# Task instructions
1) In the page excerpt on breast muscle strain, which group has the lowest risk of developing the condition?
2) Rewrite the page excerpt on breast muscle strain, starting at "For people who" and ending at "accident or a fall.", with "healthcare professional" replaced by "medical provider".
3) Could you go on with the page excerpt on breast muscle strain from the point where it stops?

Some other medical conditions can also lead to breast muscle strain and these include chest colds or bronchitis. Coughing can also lead to a pulled muscle.
It is also important to keep in mind the risk factors of developing breast muscle strain. These include the following:
- Falling can make older people more prone to injuries of the chest and the chest wall
- Athletic activities or other accidents can be more common in adults leading to breast muscle strain or chest pulls
- The group with the lowest risk of developing a breast muscle strain are children.
How is Breast Muscle Strain Diagnosed?
For people who are worrying about whether or not they have strained breast muscles or pulled muscles of the chest, it is best to consult with a healthcare professional. The doctor will check on the symptoms experienced, review your medical history, and assess any possible activity that may have resulted in the said medical condition. These strains in the chest muscles can be classified as either chronic or acute. Chronic strains are usually brought about by activities that are done long-term which include motions that are repetitive and commonly employed in daily tasks or other sports activities. On the other hand, strains that are acute can be brought about by direct trauma that happens right after an injury is sustained such as in a motor vehicle accident or a fall.

# Information shown
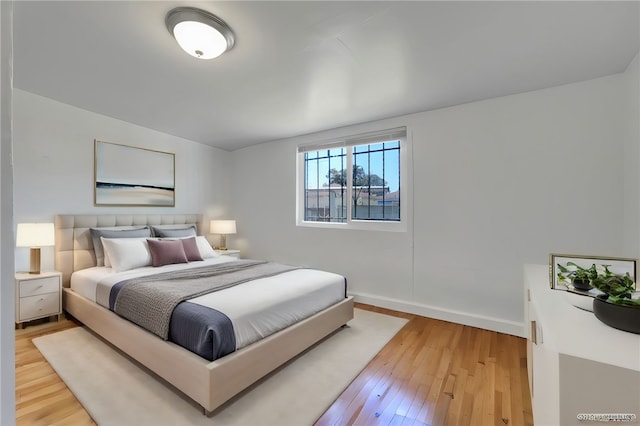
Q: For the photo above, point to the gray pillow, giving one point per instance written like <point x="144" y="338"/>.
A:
<point x="174" y="232"/>
<point x="166" y="252"/>
<point x="96" y="233"/>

# Exercise results
1) Children.

2)
For people who are worrying about whether or not they have strained breast muscles or pulled muscles of the chest, it is best to consult with a medical provider. The doctor will check on the symptoms experienced, review your medical history, and assess any possible activity that may have resulted in the said medical condition. These strains in the chest muscles can be classified as either chronic or acute. Chronic strains are usually brought about by activities that are done long-term which include motions that are repetitive and commonly employed in daily tasks or other sports activities. On the other hand, strains that are acute can be brought about by direct trauma that happens right after an injury is sustained such as in a motor vehicle accident or a fall.

3)
Based on the said classification of the strain, these are further assigned a grade based on how severe they really are. These gradings are:
- Grade 3: Grade 3 is the complete rupture of the muscle and will commonly need surgical intervention
- Grade 2: This grade means there is increased damage and while the rupture in the muscle is not really complete, there is a loss of mobility and strength.
- Grade 1: This grade indicates muscle damage that is mild, covering around 5% of the muscle fibers only.
To make sure that the pain the patient is feeling is not being caused by bone fractures, heart attacks, or other health issues, a number of tests may be conducted such as ECG or electrocardiogram, MRI or Magnetic Resonance Imaging, and X-Ray. Other causes of chest pain that may be checked by the doctor will include pericarditis, esophageal reflux or other digestive upsets, peptic ulcers, anxiety attacks, and injuries that may result in bruising. Other possible medical conditions that are much serious include aortic dissection or a tear in an individual’ aorta, pulmonary embolism or a blood clot in the lung’s pulmonary artery, and angina or blood flow to the heart that is reduced.
What Are The Possible Treatment Options and Remedies?
For Breast muscle strains that are classified as mild, the first line of treatment may simply be R-I-C-E, which is the abbreviation for Rest, Ice, Compression, and elevation. These include the following activities:
- Rest (R): Activities should be stopped once the pain in the chest becomes noticeable. After two (2) days, activities that are light may be resumed. However, if the pain comes back, further rest should be observed.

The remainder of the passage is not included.